Goal of the exercise —
Every line below that has the string "stone" needs to be copied.

Available records —

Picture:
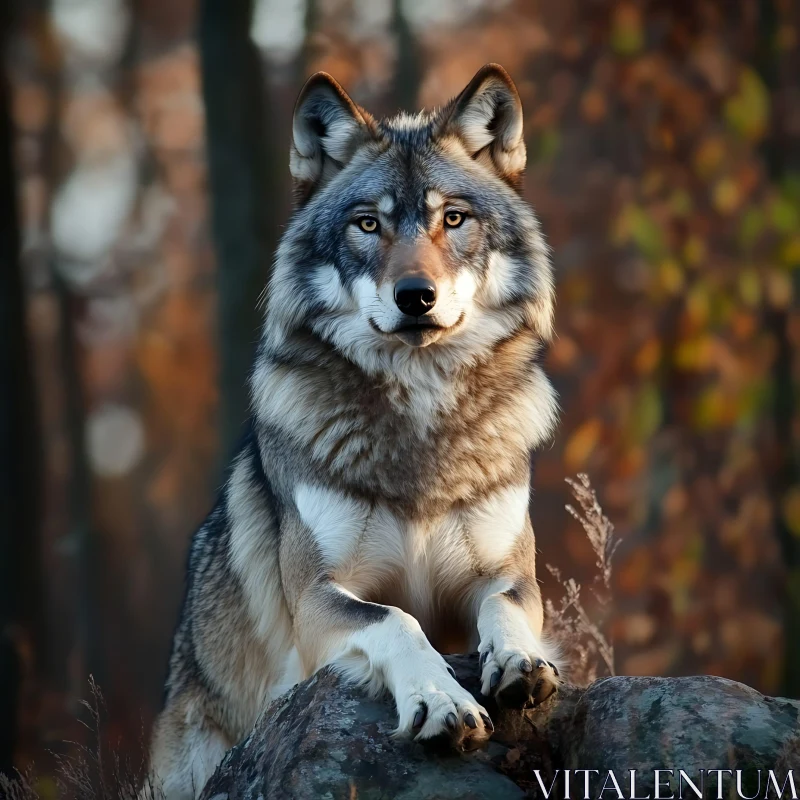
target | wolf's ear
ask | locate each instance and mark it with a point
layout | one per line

...

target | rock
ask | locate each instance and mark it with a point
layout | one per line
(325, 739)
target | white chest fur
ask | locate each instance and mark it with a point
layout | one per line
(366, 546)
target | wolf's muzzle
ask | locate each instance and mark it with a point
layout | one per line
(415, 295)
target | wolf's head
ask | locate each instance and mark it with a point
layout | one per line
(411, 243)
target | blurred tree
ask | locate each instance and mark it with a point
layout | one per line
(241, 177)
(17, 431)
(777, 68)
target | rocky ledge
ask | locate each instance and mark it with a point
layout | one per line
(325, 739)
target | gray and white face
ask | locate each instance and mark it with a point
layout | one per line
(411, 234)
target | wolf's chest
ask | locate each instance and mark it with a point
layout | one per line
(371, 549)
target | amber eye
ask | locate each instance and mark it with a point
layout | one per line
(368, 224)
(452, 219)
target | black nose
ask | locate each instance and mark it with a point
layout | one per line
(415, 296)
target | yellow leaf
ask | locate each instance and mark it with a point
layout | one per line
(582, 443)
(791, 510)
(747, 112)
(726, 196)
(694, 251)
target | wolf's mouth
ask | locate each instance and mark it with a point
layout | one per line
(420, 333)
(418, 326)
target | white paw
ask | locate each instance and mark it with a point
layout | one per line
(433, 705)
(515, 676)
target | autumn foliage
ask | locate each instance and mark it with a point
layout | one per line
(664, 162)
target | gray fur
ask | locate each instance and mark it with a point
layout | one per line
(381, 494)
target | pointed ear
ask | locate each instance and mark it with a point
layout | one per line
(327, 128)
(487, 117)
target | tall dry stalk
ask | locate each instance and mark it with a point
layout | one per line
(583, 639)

---

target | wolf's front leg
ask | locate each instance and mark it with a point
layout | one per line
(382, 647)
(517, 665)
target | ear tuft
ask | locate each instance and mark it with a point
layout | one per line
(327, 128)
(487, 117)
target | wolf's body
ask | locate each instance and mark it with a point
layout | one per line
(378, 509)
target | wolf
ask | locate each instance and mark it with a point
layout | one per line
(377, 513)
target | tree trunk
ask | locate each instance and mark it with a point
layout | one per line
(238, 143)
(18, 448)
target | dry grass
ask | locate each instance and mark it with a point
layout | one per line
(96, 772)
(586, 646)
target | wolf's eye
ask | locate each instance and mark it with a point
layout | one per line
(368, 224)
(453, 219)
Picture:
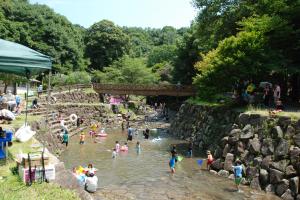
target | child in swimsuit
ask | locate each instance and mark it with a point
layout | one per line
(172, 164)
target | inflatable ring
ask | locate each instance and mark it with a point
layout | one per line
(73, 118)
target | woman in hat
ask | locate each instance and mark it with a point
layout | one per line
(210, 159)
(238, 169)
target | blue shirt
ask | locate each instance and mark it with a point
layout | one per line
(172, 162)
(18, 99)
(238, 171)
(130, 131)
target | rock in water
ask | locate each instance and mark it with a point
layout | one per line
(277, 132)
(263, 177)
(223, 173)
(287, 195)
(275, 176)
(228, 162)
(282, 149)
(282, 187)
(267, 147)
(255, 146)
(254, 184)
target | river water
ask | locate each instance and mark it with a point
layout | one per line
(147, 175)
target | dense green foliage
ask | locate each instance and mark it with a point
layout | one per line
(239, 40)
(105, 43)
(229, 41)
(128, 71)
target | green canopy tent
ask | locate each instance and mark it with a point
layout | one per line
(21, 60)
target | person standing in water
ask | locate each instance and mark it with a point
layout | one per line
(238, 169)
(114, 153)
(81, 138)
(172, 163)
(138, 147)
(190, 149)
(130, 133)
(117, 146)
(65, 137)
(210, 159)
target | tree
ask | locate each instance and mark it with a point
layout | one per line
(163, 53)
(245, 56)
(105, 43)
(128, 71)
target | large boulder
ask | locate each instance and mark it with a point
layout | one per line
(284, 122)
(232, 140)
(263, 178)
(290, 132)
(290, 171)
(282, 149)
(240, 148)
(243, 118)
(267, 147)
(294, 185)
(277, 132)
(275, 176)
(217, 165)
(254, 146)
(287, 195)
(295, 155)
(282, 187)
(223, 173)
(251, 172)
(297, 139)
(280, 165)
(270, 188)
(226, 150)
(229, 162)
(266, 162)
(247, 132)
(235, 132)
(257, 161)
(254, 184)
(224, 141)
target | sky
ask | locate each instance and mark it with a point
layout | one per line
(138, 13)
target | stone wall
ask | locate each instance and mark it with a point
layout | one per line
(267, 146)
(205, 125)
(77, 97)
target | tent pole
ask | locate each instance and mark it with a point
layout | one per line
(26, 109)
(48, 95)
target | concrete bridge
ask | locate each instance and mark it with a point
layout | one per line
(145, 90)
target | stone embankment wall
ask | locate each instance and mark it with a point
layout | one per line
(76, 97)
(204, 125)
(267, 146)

Solution to this exercise —
target | stone wall
target | stone embankment wall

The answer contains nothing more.